Find every line below with the word "parked" in it, and copy each one.

* [Data for this exercise]:
----
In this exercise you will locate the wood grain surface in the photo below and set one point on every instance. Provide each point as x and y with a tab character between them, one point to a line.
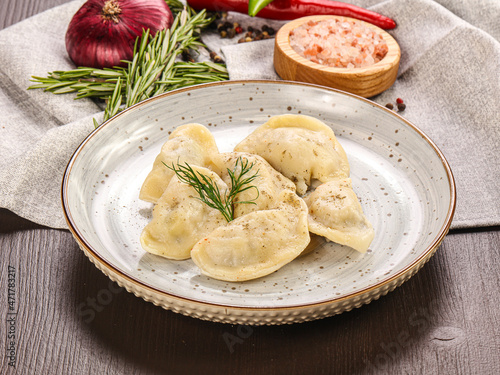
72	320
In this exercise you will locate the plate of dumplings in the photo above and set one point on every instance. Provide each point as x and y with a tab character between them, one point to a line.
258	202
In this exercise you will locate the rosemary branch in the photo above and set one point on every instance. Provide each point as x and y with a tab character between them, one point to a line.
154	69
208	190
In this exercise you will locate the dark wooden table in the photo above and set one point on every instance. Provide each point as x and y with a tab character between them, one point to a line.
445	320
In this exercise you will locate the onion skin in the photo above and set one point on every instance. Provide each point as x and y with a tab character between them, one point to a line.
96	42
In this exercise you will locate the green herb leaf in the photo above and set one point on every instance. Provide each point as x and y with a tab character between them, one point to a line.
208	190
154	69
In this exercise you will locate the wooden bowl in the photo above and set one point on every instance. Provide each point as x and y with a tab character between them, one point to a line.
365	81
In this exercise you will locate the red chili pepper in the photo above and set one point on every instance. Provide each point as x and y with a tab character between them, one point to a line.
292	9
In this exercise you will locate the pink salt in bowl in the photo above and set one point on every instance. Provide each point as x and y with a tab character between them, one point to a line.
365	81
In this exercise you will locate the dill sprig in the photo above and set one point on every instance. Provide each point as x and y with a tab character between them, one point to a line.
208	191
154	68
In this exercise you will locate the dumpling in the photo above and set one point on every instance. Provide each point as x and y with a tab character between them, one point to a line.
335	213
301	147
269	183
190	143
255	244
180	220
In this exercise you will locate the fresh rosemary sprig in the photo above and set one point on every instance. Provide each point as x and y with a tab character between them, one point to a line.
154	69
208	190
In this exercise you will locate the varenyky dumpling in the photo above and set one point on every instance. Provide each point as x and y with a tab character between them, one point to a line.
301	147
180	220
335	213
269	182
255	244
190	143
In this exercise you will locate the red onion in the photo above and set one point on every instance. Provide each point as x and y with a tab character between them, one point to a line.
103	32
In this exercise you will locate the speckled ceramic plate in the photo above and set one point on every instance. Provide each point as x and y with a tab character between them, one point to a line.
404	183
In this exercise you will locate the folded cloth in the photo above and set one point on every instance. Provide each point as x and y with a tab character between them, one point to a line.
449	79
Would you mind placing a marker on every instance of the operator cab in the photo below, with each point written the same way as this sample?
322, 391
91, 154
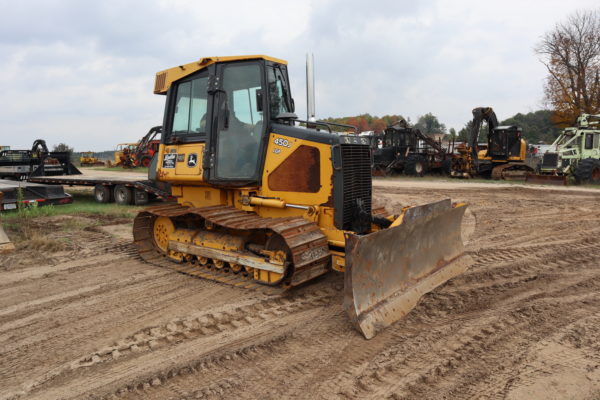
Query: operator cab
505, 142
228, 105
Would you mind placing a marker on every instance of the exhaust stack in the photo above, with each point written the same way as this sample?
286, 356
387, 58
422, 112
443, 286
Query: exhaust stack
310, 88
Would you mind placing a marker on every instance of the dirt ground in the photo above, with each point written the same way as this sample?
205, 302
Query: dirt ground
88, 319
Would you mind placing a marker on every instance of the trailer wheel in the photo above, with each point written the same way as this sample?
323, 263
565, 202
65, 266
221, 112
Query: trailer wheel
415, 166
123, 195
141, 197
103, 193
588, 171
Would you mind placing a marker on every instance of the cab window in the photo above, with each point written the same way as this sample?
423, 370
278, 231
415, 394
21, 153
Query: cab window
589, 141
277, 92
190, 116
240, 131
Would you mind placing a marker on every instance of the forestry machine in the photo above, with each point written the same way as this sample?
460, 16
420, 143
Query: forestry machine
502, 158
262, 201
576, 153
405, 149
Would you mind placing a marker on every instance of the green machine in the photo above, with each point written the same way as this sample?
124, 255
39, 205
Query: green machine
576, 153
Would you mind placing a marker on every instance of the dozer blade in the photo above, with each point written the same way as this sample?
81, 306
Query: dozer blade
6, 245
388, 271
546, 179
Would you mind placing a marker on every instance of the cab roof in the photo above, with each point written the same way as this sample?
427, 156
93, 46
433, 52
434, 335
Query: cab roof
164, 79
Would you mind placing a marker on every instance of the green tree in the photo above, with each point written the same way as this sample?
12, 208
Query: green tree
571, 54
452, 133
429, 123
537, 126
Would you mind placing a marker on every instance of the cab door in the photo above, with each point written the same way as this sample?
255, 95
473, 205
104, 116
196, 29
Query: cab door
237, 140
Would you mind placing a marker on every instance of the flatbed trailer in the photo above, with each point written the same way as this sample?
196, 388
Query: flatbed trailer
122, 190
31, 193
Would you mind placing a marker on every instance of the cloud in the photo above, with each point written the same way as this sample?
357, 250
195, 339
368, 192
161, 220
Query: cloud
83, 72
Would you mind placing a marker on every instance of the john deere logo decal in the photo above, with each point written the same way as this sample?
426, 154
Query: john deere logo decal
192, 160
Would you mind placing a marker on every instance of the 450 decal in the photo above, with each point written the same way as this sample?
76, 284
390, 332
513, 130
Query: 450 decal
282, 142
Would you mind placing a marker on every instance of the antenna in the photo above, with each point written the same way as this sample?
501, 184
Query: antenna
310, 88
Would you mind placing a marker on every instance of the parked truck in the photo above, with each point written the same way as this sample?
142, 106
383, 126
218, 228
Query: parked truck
----
* [Response to this task]:
Would you mind placing a marker on every instance of the parked truck in the photo above, with each point written the same way as this sample?
Query: parked truck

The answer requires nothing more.